**Task to carry out**
Copy every line from the one containing "of the bundle" through the last line of the records below, both included, and nothing else.

**Material provided**
○ ○ ○
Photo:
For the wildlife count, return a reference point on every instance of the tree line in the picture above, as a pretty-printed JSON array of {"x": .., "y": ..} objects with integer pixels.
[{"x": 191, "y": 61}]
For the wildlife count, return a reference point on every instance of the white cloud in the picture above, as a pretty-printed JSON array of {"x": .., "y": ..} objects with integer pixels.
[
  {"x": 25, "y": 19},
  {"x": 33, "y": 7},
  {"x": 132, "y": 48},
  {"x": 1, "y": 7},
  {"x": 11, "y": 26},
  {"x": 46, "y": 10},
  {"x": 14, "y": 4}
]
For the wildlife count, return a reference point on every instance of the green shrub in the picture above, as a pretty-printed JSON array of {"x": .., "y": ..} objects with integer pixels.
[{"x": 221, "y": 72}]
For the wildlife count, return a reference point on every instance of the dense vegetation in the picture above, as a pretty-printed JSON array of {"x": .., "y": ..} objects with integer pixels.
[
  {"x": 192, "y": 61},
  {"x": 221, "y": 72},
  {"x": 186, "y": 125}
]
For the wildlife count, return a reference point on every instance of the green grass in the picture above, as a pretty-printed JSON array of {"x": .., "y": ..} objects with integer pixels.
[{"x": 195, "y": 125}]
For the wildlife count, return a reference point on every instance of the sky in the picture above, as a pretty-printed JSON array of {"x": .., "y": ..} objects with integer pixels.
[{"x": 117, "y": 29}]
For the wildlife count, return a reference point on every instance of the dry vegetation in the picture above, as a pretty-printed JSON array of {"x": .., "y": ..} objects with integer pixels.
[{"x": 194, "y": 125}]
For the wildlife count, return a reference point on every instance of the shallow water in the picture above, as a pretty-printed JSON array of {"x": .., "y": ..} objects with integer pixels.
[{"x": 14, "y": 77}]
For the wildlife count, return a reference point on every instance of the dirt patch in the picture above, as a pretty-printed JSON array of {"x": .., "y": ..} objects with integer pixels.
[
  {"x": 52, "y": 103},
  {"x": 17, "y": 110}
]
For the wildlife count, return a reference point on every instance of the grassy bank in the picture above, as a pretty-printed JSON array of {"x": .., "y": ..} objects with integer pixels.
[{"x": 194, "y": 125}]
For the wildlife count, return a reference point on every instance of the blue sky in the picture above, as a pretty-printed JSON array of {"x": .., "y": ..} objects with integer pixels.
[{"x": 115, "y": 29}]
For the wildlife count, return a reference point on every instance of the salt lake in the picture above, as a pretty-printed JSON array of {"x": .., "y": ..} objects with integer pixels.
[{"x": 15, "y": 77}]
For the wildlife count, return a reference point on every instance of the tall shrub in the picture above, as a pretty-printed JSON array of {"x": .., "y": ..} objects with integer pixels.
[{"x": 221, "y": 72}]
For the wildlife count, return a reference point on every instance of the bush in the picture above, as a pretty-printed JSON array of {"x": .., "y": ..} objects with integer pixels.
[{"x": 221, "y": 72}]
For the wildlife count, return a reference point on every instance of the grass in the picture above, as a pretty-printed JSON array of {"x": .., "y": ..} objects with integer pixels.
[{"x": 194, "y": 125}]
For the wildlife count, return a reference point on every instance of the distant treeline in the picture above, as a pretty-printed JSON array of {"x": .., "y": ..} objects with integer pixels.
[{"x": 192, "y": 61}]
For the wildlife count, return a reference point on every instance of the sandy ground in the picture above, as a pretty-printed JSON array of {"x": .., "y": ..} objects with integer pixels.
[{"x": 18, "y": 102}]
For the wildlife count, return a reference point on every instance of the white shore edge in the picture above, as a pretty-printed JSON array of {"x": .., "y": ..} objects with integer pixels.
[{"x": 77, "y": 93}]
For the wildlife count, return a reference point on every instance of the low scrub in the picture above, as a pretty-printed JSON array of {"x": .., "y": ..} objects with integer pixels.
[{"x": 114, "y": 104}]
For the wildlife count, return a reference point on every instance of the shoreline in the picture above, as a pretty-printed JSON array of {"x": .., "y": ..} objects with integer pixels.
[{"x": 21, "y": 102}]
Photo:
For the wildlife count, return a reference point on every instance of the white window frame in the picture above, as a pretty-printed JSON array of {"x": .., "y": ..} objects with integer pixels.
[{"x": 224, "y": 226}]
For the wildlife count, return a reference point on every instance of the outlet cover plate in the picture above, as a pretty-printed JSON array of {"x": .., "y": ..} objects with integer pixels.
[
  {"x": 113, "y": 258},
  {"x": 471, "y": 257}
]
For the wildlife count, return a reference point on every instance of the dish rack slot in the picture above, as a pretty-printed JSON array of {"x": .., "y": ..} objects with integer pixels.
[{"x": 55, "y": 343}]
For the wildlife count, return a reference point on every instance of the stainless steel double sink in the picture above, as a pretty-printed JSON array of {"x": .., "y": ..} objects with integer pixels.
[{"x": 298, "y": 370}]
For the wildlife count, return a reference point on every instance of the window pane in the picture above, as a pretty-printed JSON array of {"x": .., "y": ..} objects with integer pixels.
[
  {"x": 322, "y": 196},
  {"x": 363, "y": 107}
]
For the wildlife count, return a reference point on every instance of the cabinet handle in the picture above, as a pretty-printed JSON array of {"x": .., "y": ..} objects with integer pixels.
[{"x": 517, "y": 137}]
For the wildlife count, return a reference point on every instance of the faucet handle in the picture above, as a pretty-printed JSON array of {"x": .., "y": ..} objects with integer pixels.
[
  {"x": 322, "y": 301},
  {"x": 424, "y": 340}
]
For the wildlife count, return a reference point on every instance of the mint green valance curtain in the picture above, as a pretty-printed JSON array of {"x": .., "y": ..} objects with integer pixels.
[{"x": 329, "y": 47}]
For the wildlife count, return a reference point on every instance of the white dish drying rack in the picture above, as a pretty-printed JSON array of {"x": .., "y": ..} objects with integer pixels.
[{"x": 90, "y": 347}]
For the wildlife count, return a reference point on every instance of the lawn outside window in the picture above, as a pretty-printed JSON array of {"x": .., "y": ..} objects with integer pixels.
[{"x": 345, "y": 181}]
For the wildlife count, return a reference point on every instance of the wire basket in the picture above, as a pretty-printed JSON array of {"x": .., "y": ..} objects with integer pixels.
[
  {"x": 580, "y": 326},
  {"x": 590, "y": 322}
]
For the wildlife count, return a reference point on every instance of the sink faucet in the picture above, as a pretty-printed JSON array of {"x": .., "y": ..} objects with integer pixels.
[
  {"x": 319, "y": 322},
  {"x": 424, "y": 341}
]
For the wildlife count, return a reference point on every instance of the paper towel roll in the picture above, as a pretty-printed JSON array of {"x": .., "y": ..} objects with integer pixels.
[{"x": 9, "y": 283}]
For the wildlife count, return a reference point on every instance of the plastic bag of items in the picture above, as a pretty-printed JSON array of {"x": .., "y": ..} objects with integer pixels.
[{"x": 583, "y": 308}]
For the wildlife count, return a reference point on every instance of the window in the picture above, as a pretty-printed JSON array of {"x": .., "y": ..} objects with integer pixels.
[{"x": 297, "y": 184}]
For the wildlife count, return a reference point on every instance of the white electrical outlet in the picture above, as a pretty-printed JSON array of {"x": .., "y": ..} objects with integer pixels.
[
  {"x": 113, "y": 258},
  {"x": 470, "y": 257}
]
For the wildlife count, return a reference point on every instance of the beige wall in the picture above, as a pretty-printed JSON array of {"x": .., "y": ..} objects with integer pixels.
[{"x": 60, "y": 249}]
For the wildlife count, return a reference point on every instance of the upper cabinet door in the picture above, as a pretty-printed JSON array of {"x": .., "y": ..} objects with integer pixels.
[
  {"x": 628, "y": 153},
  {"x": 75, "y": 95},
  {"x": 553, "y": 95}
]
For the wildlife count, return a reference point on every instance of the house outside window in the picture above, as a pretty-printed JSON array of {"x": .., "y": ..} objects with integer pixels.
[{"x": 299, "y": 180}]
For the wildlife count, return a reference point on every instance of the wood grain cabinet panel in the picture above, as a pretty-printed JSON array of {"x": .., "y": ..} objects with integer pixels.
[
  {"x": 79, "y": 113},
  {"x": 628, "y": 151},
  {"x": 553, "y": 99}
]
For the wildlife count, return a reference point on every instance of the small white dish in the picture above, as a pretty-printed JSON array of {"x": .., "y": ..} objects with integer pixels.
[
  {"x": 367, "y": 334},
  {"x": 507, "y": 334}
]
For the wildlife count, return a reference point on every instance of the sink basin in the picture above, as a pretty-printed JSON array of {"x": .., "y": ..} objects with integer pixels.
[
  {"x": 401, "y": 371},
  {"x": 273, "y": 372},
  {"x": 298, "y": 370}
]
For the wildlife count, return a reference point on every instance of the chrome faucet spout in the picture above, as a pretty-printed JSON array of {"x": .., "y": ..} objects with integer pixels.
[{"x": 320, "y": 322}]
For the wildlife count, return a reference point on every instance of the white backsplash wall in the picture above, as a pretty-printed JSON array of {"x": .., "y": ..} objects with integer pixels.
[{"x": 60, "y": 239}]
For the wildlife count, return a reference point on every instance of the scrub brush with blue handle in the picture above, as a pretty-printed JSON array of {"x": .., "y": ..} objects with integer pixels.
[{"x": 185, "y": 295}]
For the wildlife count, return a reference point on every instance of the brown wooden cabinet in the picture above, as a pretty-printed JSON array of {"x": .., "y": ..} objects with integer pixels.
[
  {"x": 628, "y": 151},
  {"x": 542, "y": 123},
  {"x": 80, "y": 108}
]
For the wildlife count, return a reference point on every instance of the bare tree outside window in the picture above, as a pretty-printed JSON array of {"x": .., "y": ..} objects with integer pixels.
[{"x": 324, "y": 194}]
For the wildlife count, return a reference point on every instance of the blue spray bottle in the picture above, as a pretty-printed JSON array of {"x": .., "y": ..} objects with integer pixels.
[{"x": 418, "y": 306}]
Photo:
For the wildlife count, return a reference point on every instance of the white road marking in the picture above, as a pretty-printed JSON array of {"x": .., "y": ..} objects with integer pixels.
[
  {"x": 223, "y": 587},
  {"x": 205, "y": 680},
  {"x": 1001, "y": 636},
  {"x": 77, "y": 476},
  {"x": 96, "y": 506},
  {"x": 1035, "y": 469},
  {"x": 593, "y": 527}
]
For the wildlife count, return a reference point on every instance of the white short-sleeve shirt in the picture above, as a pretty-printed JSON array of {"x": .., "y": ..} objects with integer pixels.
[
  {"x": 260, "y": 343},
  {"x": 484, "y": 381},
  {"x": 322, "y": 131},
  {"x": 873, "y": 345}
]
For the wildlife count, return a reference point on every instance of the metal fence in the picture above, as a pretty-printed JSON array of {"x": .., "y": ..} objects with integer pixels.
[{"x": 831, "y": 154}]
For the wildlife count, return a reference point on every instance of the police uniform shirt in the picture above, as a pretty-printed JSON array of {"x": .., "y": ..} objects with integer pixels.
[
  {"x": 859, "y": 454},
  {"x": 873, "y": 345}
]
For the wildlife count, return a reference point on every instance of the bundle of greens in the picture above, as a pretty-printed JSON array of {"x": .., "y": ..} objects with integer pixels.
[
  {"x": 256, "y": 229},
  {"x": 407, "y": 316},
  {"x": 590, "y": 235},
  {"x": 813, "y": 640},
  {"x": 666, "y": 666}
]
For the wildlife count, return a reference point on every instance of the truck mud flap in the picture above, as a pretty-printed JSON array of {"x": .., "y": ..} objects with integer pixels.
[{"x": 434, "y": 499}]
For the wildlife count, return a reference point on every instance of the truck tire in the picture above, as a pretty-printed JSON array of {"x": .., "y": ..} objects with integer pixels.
○ ○ ○
**Answer in full**
For the wildlife count, return a reference point on every instance of the bundle of greens in the picture above, as a pretty-printed JSON array of {"x": .., "y": ..} objects with integer pixels.
[
  {"x": 256, "y": 229},
  {"x": 407, "y": 316},
  {"x": 590, "y": 235},
  {"x": 813, "y": 640},
  {"x": 666, "y": 666}
]
For the wildlife count, return a reference point on every instance of the truck mud flap in the picture above, as a pretty-printed JSON array of {"x": .., "y": ..} objects with integer pixels.
[{"x": 434, "y": 499}]
For the wildlife count, return a reference point on every instance of the truck tire in the picture above, as a pretty-printed JSON array of {"x": .., "y": ..} objects with integer pixels.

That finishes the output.